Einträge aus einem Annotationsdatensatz

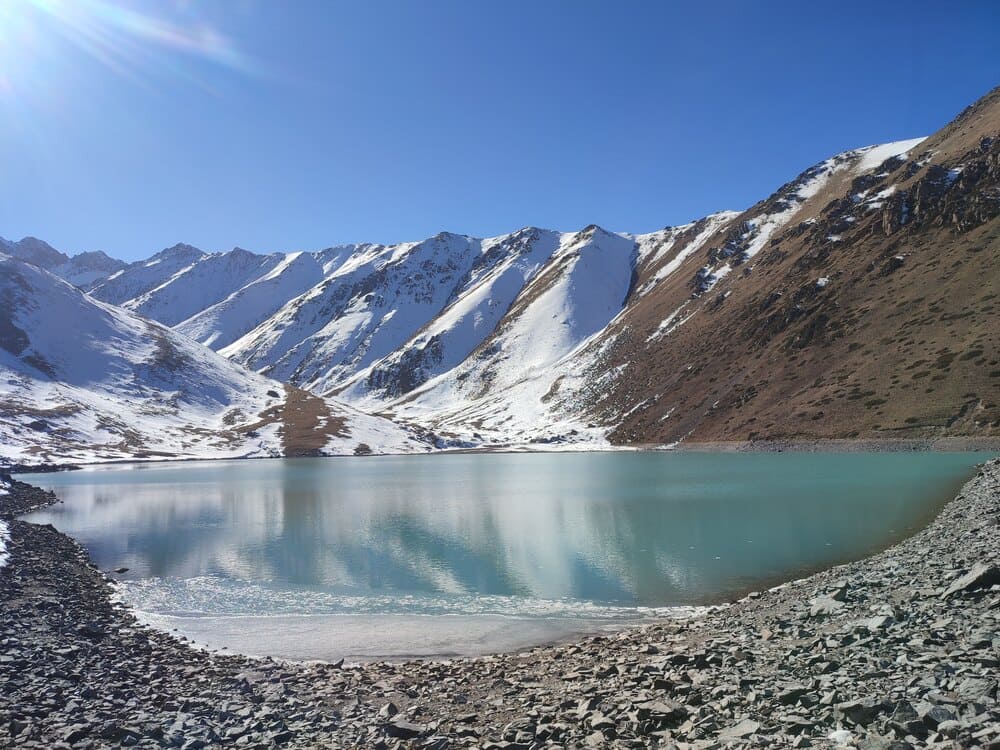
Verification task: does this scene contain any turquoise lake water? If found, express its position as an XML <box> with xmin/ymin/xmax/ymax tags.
<box><xmin>26</xmin><ymin>452</ymin><xmax>991</xmax><ymax>658</ymax></box>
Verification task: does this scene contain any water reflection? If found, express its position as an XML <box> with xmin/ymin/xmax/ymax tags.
<box><xmin>19</xmin><ymin>453</ymin><xmax>985</xmax><ymax>613</ymax></box>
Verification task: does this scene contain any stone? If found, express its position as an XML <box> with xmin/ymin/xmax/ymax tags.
<box><xmin>719</xmin><ymin>719</ymin><xmax>760</xmax><ymax>742</ymax></box>
<box><xmin>941</xmin><ymin>563</ymin><xmax>1000</xmax><ymax>599</ymax></box>
<box><xmin>809</xmin><ymin>596</ymin><xmax>844</xmax><ymax>617</ymax></box>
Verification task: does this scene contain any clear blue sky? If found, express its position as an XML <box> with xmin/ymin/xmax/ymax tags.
<box><xmin>0</xmin><ymin>0</ymin><xmax>1000</xmax><ymax>259</ymax></box>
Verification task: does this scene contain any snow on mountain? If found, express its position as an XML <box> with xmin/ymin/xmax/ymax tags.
<box><xmin>53</xmin><ymin>250</ymin><xmax>128</xmax><ymax>290</ymax></box>
<box><xmin>0</xmin><ymin>237</ymin><xmax>128</xmax><ymax>289</ymax></box>
<box><xmin>378</xmin><ymin>226</ymin><xmax>637</xmax><ymax>445</ymax></box>
<box><xmin>7</xmin><ymin>91</ymin><xmax>995</xmax><ymax>453</ymax></box>
<box><xmin>176</xmin><ymin>246</ymin><xmax>355</xmax><ymax>350</ymax></box>
<box><xmin>221</xmin><ymin>233</ymin><xmax>498</xmax><ymax>392</ymax></box>
<box><xmin>0</xmin><ymin>255</ymin><xmax>426</xmax><ymax>462</ymax></box>
<box><xmin>87</xmin><ymin>243</ymin><xmax>205</xmax><ymax>305</ymax></box>
<box><xmin>120</xmin><ymin>248</ymin><xmax>285</xmax><ymax>326</ymax></box>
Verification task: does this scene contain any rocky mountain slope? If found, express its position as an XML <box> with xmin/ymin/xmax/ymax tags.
<box><xmin>0</xmin><ymin>237</ymin><xmax>128</xmax><ymax>288</ymax></box>
<box><xmin>0</xmin><ymin>254</ymin><xmax>429</xmax><ymax>463</ymax></box>
<box><xmin>9</xmin><ymin>89</ymin><xmax>1000</xmax><ymax>452</ymax></box>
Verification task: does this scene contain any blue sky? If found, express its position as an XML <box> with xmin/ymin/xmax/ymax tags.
<box><xmin>0</xmin><ymin>0</ymin><xmax>1000</xmax><ymax>259</ymax></box>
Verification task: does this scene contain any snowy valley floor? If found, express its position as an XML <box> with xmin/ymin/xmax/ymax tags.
<box><xmin>0</xmin><ymin>460</ymin><xmax>1000</xmax><ymax>750</ymax></box>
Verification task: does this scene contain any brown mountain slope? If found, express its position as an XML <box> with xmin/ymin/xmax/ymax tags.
<box><xmin>588</xmin><ymin>89</ymin><xmax>1000</xmax><ymax>443</ymax></box>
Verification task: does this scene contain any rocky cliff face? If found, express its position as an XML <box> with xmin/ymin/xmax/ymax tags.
<box><xmin>592</xmin><ymin>91</ymin><xmax>1000</xmax><ymax>443</ymax></box>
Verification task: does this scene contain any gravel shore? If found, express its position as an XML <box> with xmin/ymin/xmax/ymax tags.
<box><xmin>0</xmin><ymin>460</ymin><xmax>1000</xmax><ymax>750</ymax></box>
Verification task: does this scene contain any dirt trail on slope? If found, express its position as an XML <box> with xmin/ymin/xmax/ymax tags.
<box><xmin>247</xmin><ymin>385</ymin><xmax>349</xmax><ymax>457</ymax></box>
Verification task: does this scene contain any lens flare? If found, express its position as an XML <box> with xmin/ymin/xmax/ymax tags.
<box><xmin>0</xmin><ymin>0</ymin><xmax>262</xmax><ymax>91</ymax></box>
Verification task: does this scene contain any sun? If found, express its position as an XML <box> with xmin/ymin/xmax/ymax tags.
<box><xmin>0</xmin><ymin>0</ymin><xmax>258</xmax><ymax>93</ymax></box>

Was gefragt ist:
Schreibe die Zeilen aller Einträge oben wortgetreu ab, lass dabei aber die Bilder weg.

Das Ergebnis:
Verification task: does this scene contain any turquoise lake water? If found, express its position as an XML <box> with xmin/ymin/xmax/ymax tags.
<box><xmin>26</xmin><ymin>452</ymin><xmax>991</xmax><ymax>658</ymax></box>
Verification task: does this scene contain any water reflection? If found, express its position as an XML <box> with xmin/ymin/xmax/ymax tags.
<box><xmin>19</xmin><ymin>453</ymin><xmax>985</xmax><ymax>613</ymax></box>
Verification task: does this scene contain any stone? If found, express its position as an XML <box> with xmin/ymin/xmax/ymax tags.
<box><xmin>719</xmin><ymin>719</ymin><xmax>760</xmax><ymax>742</ymax></box>
<box><xmin>941</xmin><ymin>563</ymin><xmax>1000</xmax><ymax>599</ymax></box>
<box><xmin>809</xmin><ymin>596</ymin><xmax>844</xmax><ymax>617</ymax></box>
Verification task: does this scene contain any clear blue sky? If found, express its position as an XML <box> with xmin/ymin/xmax/ymax tags.
<box><xmin>0</xmin><ymin>0</ymin><xmax>1000</xmax><ymax>259</ymax></box>
Verification task: does this scene contain any snow on mountain? If found, express its position as an XML <box> with xmin/ymin/xmax/ymax tags.
<box><xmin>53</xmin><ymin>250</ymin><xmax>128</xmax><ymax>290</ymax></box>
<box><xmin>0</xmin><ymin>237</ymin><xmax>128</xmax><ymax>289</ymax></box>
<box><xmin>378</xmin><ymin>226</ymin><xmax>637</xmax><ymax>445</ymax></box>
<box><xmin>7</xmin><ymin>91</ymin><xmax>995</xmax><ymax>453</ymax></box>
<box><xmin>176</xmin><ymin>246</ymin><xmax>355</xmax><ymax>350</ymax></box>
<box><xmin>221</xmin><ymin>233</ymin><xmax>498</xmax><ymax>392</ymax></box>
<box><xmin>0</xmin><ymin>255</ymin><xmax>426</xmax><ymax>462</ymax></box>
<box><xmin>87</xmin><ymin>243</ymin><xmax>205</xmax><ymax>305</ymax></box>
<box><xmin>120</xmin><ymin>248</ymin><xmax>285</xmax><ymax>326</ymax></box>
Verification task: does this scene contain any rocky mountain slope? If found, express its position as an XML <box> with xmin/ymin/xmax/ymax tags.
<box><xmin>0</xmin><ymin>237</ymin><xmax>128</xmax><ymax>288</ymax></box>
<box><xmin>0</xmin><ymin>254</ymin><xmax>429</xmax><ymax>463</ymax></box>
<box><xmin>9</xmin><ymin>89</ymin><xmax>1000</xmax><ymax>452</ymax></box>
Verification task: does this scene contain any blue sky? If found, express its position as an XML <box> with xmin/ymin/xmax/ymax tags.
<box><xmin>0</xmin><ymin>0</ymin><xmax>1000</xmax><ymax>259</ymax></box>
Verification task: does this scene contain any snowy valley floor? If found, express its position as an XML <box> with xmin/ymin/xmax/ymax tags.
<box><xmin>0</xmin><ymin>460</ymin><xmax>1000</xmax><ymax>750</ymax></box>
Verification task: does this scene contain any brown mountain slope? If found, express its position as an XML <box> with xmin/ymin/xmax/ymax tags.
<box><xmin>588</xmin><ymin>89</ymin><xmax>1000</xmax><ymax>443</ymax></box>
Verification task: does this scene contain any rocky cliff face? If found, express its position as an XML <box> with xmin/ymin/xmax/ymax tags.
<box><xmin>592</xmin><ymin>91</ymin><xmax>1000</xmax><ymax>443</ymax></box>
Verification task: does this scene contain any gravel shore? If found, express its position as an XML <box> with xmin/ymin/xmax/ymax tags.
<box><xmin>0</xmin><ymin>460</ymin><xmax>1000</xmax><ymax>750</ymax></box>
Verification task: does this scene contain any dirt trail on slope? If found, express its position as an XML <box> with xmin/ymin/xmax/ymax tags.
<box><xmin>247</xmin><ymin>385</ymin><xmax>349</xmax><ymax>457</ymax></box>
Verification task: does this scene contain any lens flare? If found, express its position as an XML <box> with xmin/ymin/xmax/ymax tags.
<box><xmin>0</xmin><ymin>0</ymin><xmax>262</xmax><ymax>91</ymax></box>
Verification task: does this scene contain any sun? If found, express its position as an XML <box> with xmin/ymin/xmax/ymax tags.
<box><xmin>0</xmin><ymin>0</ymin><xmax>258</xmax><ymax>93</ymax></box>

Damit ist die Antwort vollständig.